---- Passage
There's something sublime about an electric blue train cutting through the beige scenery of India. Darjeeling Limited may not be the most profound film you'll ever see, but then again, none of Wes Anderson's films (Rushmore, Royal Tenenbaums) have ever had any form of deep philosophy - but what you can expect is one hell of a ride into his peculiarly funny world - a ride which you won't forget for quite a while.
Where Wes Anderson has sustained himself par excellence is in terms of creating his own characteristic visuals, cinematography and fashion, and as expected, D. Limited is like one long, gorgeous extension of Wes Anderson's "My Life My Card" American Express ad. Unlike most directors who shoot in exotic locales, Wes doesn't capitalize entirely on Indian scenery, but uses it as a mere backdrop and enhances upon it, with his comic book and almost-painted and animated visuals. Each character, no matter how inconsequential to the story (Bill Murray, Kumar Pallana), is sharply etched. His timely techniques grow on you after a while, as do the movie's color palette and the eclectic costumes and accessories (Louis Vuitton and Marc Jacobs).
Owen Wilson (and his pointless pout) and Adrien Brody perform well, although the script and story itself are adequate to bind your attention. Anjelica Huston is awesome in her short cameo.
The comedy is dry and wry, unique and situational, at the edge of being absolutely eccentric. Silence is a character of its own in this movie, as is the simple sarcasm. Its like Fear and Loathing in Las Vegas, with less acid and an Indian backdrop. While the movie pokes fun at the stereotypical American belief that one will find "salvation and spirituality" in India, it underscores brilliantly, especially through the usage of sub-characters like Sweet Lime, that at the end of the day, everyone has their own problems.
Note to Desis - do not watch this movie as someone who knows "India" - as its meant to be a visitation. Please don't go ga-ga over irreverent facts (Ooh! Look, its Irrfan Khan) as that is besides the point of the film. India and its lifestyle are both conveyed ever so gently in a movie that uses them as a foundation and builds upon them - a definite first, and its worth repeating.
But to truly love Darjeeling Limited is to love Wes Anderson's way of making movies, because I almost feel that one day we will find a way to link them all together. The way his camera roves. The way his scenes cut. The way he uses the same cliches in every film (the cigarette-smoking woman, drug/medicinal abuse, a constant color in every scene - blue in this case) and creates ironies. You can distinctly tell within a couple of frames that its him behind the wheel (like the BBDO/AT&T commercials which he created, where characters remain constant, and backdrops change).
I love the last scene that traverses different characters in each compartment of the train. Also creditable that he dedicated the film to his inspiration that led him to India in the first place, the legendary Satyajit Ray. While it may not be his best work, DL is a highly enjoyable film by a brilliant filmmaker.
--------
---- Given entries
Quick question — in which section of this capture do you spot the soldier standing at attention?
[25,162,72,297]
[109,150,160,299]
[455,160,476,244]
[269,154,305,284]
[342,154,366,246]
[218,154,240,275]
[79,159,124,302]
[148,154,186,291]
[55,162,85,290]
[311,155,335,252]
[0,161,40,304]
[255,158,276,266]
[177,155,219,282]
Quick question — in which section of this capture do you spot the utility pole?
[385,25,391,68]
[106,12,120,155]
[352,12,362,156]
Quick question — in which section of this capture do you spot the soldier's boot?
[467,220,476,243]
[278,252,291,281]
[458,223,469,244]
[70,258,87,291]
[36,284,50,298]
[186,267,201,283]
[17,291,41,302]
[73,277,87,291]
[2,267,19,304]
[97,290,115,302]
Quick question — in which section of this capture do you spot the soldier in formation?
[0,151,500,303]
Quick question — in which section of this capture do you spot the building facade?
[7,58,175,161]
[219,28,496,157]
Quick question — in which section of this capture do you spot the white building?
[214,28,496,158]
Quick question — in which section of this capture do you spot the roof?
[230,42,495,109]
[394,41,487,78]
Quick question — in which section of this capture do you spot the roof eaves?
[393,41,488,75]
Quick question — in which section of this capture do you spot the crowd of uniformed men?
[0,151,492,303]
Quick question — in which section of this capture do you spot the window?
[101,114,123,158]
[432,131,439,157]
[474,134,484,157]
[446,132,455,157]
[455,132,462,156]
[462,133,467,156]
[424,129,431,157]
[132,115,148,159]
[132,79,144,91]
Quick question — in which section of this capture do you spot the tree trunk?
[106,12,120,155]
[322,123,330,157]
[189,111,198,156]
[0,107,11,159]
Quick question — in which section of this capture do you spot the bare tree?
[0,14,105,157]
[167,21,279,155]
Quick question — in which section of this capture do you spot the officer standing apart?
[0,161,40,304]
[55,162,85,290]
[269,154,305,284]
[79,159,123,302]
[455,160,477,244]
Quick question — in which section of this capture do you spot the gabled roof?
--------
- [Problem]: Copy the part of the film review above word for word, starting at "Where Wes Anderson" and ending at "and Marc Jacobs).".

- [Output below]:
Where Wes Anderson has sustained himself par excellence is in terms of creating his own characteristic visuals, cinematography and fashion, and as expected, D. Limited is like one long, gorgeous extension of Wes Anderson's "My Life My Card" American Express ad. Unlike most directors who shoot in exotic locales, Wes doesn't capitalize entirely on Indian scenery, but uses it as a mere backdrop and enhances upon it, with his comic book and almost-painted and animated visuals. Each character, no matter how inconsequential to the story (Bill Murray, Kumar Pallana), is sharply etched. His timely techniques grow on you after a while, as do the movie's color palette and the eclectic costumes and accessories (Louis Vuitton and Marc Jacobs).